PROBLEM STATEMENT — Can you write out the rows again, starting at the row containing "The service MUST return one point per instance of the turquoise" and ending at the last row, both included, with the requests kept as they are and 66 added to every coordinate in the answers? Leave the pictures out.

INPUT RECORDS —
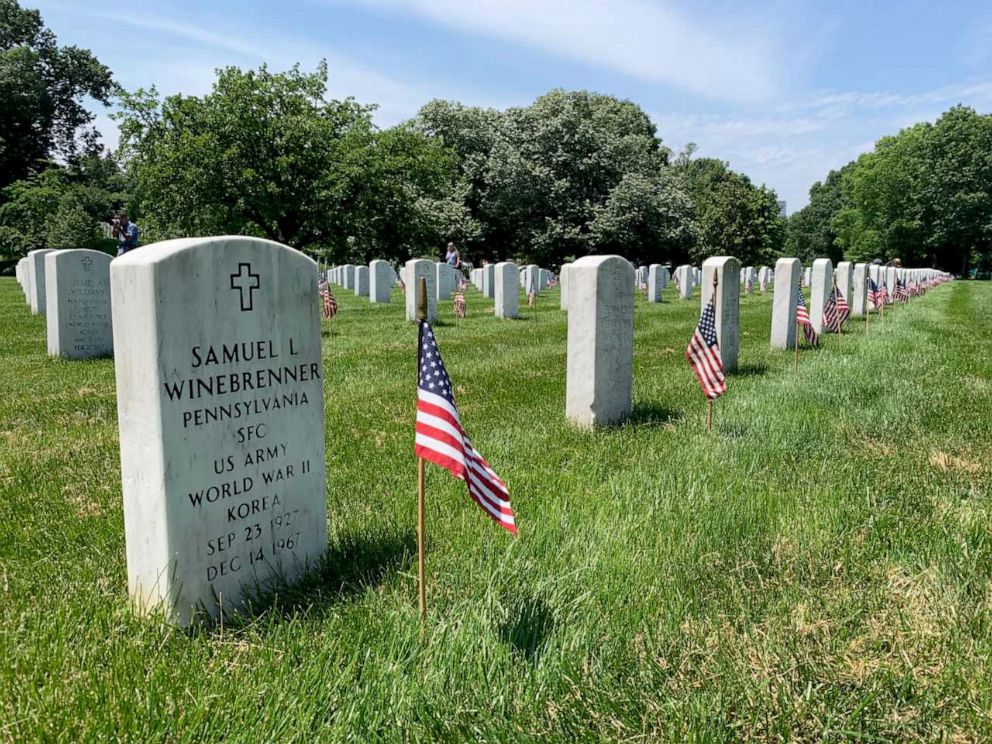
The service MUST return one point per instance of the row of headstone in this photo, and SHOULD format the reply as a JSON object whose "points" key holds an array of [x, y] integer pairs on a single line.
{"points": [[601, 312], [71, 288], [220, 393], [850, 279], [374, 281], [601, 329]]}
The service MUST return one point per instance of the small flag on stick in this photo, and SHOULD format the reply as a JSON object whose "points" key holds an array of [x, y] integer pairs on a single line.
{"points": [[441, 439], [835, 311], [802, 319], [330, 305], [703, 354]]}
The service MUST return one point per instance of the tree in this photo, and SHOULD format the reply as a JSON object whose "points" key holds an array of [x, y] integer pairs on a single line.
{"points": [[60, 206], [810, 232], [647, 220], [547, 182], [734, 217], [923, 195], [268, 154], [42, 86]]}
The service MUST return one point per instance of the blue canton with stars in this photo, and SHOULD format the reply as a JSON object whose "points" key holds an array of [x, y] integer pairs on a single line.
{"points": [[433, 376], [707, 325]]}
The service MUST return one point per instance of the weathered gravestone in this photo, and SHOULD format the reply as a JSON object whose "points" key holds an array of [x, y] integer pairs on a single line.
{"points": [[381, 279], [221, 414], [657, 278], [788, 273], [415, 269], [875, 273], [348, 276], [727, 305], [507, 294], [684, 277], [563, 283], [36, 281], [444, 280], [890, 281], [77, 304], [531, 279], [599, 380], [859, 290], [821, 283], [844, 279], [488, 281], [361, 281], [750, 277]]}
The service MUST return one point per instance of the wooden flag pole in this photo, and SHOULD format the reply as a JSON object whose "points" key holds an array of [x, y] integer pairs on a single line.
{"points": [[795, 359], [421, 486], [709, 405]]}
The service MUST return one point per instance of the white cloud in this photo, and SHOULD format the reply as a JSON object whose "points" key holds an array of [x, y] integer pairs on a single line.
{"points": [[798, 143], [723, 56]]}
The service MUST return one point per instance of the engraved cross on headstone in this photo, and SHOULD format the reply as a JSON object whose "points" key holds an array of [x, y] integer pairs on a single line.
{"points": [[245, 281]]}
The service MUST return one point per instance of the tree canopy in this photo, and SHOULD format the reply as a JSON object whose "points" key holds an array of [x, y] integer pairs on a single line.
{"points": [[268, 154], [923, 195], [42, 87]]}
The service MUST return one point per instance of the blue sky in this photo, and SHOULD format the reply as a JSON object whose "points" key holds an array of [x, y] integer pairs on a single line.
{"points": [[784, 91]]}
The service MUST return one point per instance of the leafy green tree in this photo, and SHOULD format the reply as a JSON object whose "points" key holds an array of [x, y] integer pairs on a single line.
{"points": [[268, 154], [42, 87], [810, 232], [647, 220], [549, 181], [734, 217], [923, 195], [60, 206]]}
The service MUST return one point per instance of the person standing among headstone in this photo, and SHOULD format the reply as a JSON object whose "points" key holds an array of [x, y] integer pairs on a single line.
{"points": [[452, 257], [126, 233]]}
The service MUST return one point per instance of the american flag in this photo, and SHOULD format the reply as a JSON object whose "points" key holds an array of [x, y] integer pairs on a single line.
{"points": [[327, 298], [802, 318], [440, 438], [835, 311], [874, 297], [703, 354]]}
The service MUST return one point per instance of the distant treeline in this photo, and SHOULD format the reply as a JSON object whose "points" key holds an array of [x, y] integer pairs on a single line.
{"points": [[268, 154]]}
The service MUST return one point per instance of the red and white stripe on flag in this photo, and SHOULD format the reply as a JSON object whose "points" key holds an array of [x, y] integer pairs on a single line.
{"points": [[440, 438]]}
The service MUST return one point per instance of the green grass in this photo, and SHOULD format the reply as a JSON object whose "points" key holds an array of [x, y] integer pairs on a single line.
{"points": [[819, 567]]}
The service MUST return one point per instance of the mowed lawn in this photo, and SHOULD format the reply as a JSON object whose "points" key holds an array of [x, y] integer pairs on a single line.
{"points": [[817, 567]]}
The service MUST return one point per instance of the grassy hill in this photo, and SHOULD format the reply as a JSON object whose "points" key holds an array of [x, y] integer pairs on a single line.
{"points": [[818, 567]]}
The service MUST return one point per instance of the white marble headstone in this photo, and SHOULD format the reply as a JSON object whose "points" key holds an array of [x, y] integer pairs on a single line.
{"points": [[788, 272], [381, 280], [415, 269], [221, 412], [507, 290], [36, 281], [727, 305], [599, 378], [77, 300]]}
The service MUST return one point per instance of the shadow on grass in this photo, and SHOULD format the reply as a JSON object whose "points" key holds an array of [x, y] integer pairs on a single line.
{"points": [[528, 627], [651, 414], [749, 370], [354, 564]]}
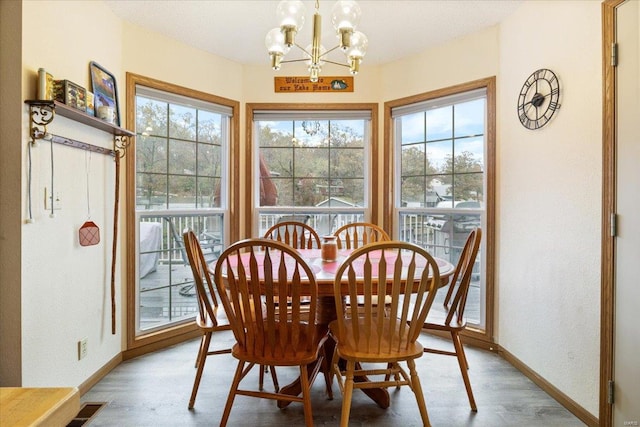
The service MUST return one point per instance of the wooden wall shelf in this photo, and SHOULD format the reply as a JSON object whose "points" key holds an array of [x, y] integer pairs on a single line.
{"points": [[43, 112], [77, 115]]}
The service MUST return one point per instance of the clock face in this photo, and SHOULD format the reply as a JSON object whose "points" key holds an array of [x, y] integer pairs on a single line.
{"points": [[538, 99]]}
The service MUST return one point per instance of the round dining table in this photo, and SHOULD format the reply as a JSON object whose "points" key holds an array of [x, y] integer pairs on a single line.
{"points": [[325, 273]]}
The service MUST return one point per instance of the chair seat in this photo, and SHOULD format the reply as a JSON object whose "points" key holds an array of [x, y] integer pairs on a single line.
{"points": [[374, 300], [373, 348], [438, 320], [439, 325], [208, 325]]}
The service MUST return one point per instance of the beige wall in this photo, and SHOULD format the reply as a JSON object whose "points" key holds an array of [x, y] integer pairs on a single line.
{"points": [[549, 187], [548, 180], [65, 287], [11, 112]]}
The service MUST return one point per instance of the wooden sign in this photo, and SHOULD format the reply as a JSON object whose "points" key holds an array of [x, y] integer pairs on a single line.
{"points": [[303, 84]]}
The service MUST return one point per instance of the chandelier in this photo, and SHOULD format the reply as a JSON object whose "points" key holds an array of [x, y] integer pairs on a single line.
{"points": [[345, 16]]}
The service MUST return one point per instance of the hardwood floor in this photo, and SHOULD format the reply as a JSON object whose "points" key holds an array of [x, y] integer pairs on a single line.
{"points": [[154, 390]]}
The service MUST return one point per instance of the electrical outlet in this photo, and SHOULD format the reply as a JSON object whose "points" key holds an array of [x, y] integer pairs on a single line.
{"points": [[49, 198], [82, 348]]}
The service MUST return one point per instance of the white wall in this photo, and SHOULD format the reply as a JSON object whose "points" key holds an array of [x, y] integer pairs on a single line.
{"points": [[549, 186], [65, 287]]}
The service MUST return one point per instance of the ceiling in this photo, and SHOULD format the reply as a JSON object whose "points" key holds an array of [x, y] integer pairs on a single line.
{"points": [[235, 29]]}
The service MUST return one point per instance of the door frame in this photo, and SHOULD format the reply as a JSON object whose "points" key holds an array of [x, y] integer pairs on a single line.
{"points": [[607, 299]]}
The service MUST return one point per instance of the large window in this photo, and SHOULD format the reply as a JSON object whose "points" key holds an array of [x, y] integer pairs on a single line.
{"points": [[312, 166], [181, 182], [442, 168]]}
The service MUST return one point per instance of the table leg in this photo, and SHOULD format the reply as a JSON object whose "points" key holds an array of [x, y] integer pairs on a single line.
{"points": [[327, 313]]}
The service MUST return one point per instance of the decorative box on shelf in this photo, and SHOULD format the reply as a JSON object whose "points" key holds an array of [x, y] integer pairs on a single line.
{"points": [[70, 94]]}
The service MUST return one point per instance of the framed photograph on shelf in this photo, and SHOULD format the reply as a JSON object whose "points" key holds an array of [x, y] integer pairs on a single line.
{"points": [[105, 94]]}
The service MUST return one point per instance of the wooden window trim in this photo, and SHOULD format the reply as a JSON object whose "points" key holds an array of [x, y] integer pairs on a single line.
{"points": [[374, 181], [388, 219], [154, 340]]}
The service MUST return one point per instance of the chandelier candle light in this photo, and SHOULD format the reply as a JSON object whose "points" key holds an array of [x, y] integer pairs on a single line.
{"points": [[345, 16]]}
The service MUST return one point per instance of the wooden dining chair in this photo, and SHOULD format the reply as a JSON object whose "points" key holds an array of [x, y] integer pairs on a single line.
{"points": [[211, 318], [254, 273], [295, 234], [410, 277], [356, 234], [455, 301]]}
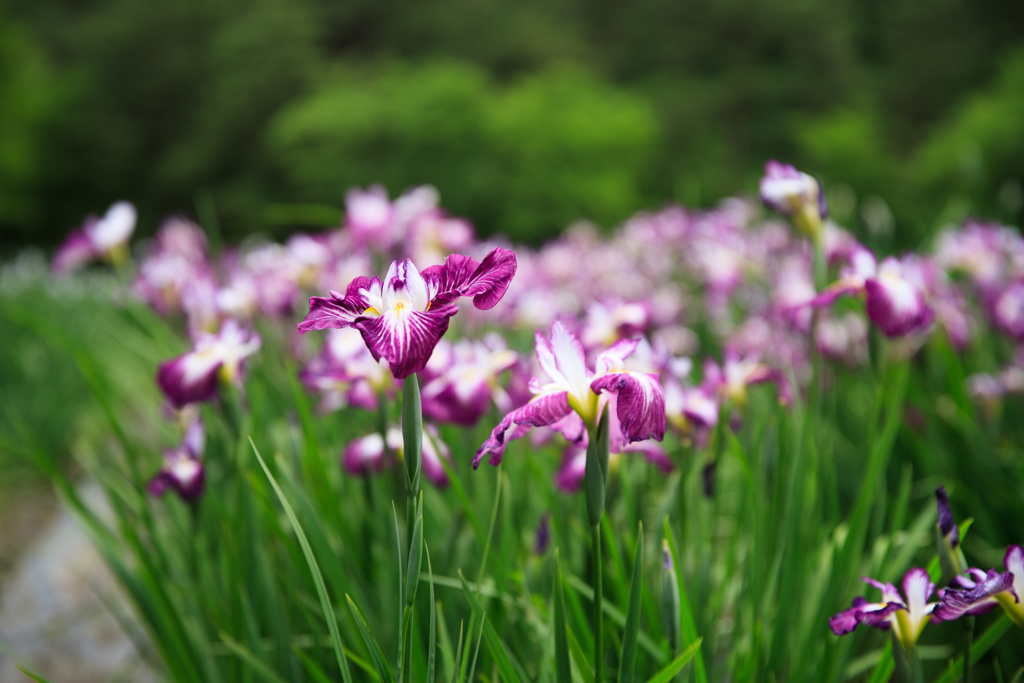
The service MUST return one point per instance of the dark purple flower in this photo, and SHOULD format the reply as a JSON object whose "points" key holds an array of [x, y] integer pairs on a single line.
{"points": [[906, 617], [578, 393], [182, 470], [402, 317]]}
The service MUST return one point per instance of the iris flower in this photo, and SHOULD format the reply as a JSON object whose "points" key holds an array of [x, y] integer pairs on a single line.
{"points": [[402, 317], [182, 470], [574, 394], [97, 238], [193, 377]]}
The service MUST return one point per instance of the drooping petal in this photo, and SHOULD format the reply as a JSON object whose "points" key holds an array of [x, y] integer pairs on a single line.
{"points": [[339, 310], [542, 411], [462, 275], [189, 378], [978, 600], [640, 403], [406, 338], [862, 611]]}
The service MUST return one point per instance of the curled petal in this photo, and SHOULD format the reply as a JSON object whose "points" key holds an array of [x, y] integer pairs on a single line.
{"points": [[640, 403], [542, 411], [461, 275], [189, 378], [862, 611], [406, 338], [954, 603], [339, 310]]}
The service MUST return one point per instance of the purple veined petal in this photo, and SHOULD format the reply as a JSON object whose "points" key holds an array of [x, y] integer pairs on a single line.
{"points": [[1014, 563], [364, 456], [639, 403], [340, 310], [406, 338], [783, 187], [572, 470], [570, 358], [461, 275], [1007, 309], [947, 525], [542, 411], [954, 603], [74, 252], [613, 357], [189, 378], [895, 304]]}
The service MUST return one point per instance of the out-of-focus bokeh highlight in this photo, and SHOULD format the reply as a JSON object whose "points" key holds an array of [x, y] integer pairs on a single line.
{"points": [[258, 115]]}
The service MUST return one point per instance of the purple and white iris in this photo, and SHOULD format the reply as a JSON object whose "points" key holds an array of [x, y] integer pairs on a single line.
{"points": [[787, 190], [894, 301], [462, 380], [97, 238], [193, 377], [573, 396], [182, 471], [402, 317], [906, 616]]}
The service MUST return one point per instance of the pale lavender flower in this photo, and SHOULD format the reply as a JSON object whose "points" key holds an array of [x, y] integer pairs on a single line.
{"points": [[97, 238], [193, 377]]}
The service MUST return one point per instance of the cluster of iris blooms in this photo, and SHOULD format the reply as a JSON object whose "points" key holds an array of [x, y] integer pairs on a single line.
{"points": [[614, 372]]}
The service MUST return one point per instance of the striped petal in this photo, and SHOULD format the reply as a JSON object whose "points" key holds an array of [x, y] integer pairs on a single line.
{"points": [[639, 403], [462, 275], [542, 411], [406, 338]]}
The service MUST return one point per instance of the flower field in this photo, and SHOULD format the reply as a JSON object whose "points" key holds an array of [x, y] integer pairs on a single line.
{"points": [[672, 452]]}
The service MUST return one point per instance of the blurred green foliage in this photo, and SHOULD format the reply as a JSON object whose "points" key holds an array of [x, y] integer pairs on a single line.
{"points": [[525, 116]]}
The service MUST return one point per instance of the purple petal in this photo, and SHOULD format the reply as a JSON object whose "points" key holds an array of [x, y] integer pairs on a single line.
{"points": [[895, 304], [542, 411], [955, 603], [461, 275], [947, 525], [406, 338], [640, 403], [337, 310], [189, 378]]}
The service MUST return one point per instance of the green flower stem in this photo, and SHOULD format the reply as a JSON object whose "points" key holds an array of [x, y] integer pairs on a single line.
{"points": [[412, 433], [596, 482], [595, 532]]}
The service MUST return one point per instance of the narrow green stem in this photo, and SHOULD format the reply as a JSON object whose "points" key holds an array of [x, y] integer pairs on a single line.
{"points": [[595, 532], [412, 432], [969, 636]]}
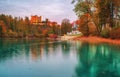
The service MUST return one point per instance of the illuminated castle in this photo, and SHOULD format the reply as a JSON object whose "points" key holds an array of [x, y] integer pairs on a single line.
{"points": [[37, 20]]}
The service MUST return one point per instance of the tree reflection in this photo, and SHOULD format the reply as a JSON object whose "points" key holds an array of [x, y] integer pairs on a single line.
{"points": [[65, 48], [98, 61]]}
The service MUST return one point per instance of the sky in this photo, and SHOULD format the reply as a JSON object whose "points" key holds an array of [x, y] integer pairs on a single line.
{"points": [[54, 10]]}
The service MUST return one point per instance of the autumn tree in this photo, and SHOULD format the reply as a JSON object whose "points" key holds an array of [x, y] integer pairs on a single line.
{"points": [[65, 26]]}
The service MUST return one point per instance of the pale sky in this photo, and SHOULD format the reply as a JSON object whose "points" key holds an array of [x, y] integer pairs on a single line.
{"points": [[55, 10]]}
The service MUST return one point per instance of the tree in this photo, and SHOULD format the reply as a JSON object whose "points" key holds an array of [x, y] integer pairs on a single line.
{"points": [[65, 26]]}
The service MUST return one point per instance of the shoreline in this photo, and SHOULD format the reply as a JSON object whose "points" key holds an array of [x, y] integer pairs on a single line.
{"points": [[94, 39]]}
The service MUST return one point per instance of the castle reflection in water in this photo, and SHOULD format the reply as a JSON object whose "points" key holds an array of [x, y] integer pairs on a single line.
{"points": [[93, 60]]}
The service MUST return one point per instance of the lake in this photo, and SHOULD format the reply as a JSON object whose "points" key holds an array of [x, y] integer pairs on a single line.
{"points": [[45, 58]]}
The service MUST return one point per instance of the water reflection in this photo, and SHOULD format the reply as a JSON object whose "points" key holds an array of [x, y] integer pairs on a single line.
{"points": [[65, 58], [100, 60]]}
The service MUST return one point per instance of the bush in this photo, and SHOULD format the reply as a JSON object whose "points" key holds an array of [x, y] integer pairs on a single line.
{"points": [[105, 33], [115, 33]]}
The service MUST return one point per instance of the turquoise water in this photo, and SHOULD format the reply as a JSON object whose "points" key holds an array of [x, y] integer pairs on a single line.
{"points": [[44, 58]]}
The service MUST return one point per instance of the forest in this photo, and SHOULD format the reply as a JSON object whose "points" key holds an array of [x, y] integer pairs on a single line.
{"points": [[105, 14]]}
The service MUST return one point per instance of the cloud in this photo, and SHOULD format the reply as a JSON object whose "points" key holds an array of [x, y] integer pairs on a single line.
{"points": [[55, 10]]}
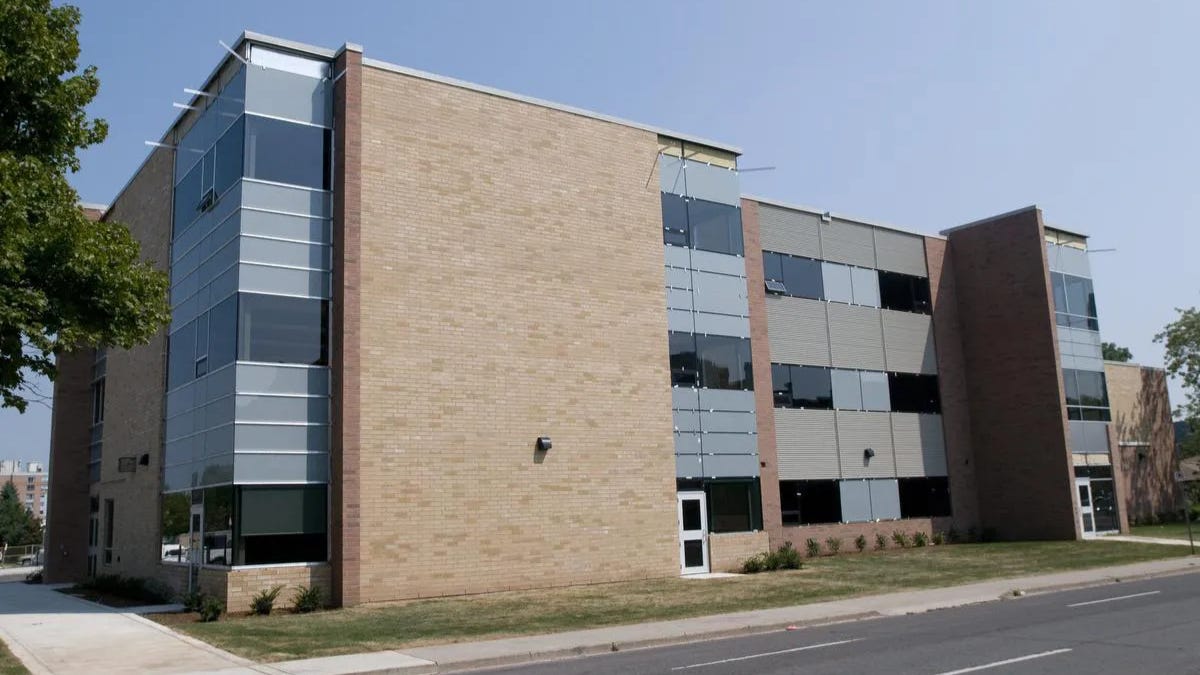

TASK RESPONSE —
The service MUST return one point per instance of the turquoise water in this photo, and SHOULD format the reply as a JSON object whose "points" key holds an array of [x, y] integer pairs on a single line.
{"points": [[110, 124]]}
The service MUST return one point per instance of the forest in this photo, and SHOULD format the reply as a JSON object whose "points" key holds an array of [x, y] integer pairs on a single line.
{"points": [[171, 80]]}
The service MUST return one point per instance of the cloud in this photo, and SHOULD format the reply as a JSON object whose "points" key holds an array of [x, y] integer pairs on a single line.
{"points": [[121, 76]]}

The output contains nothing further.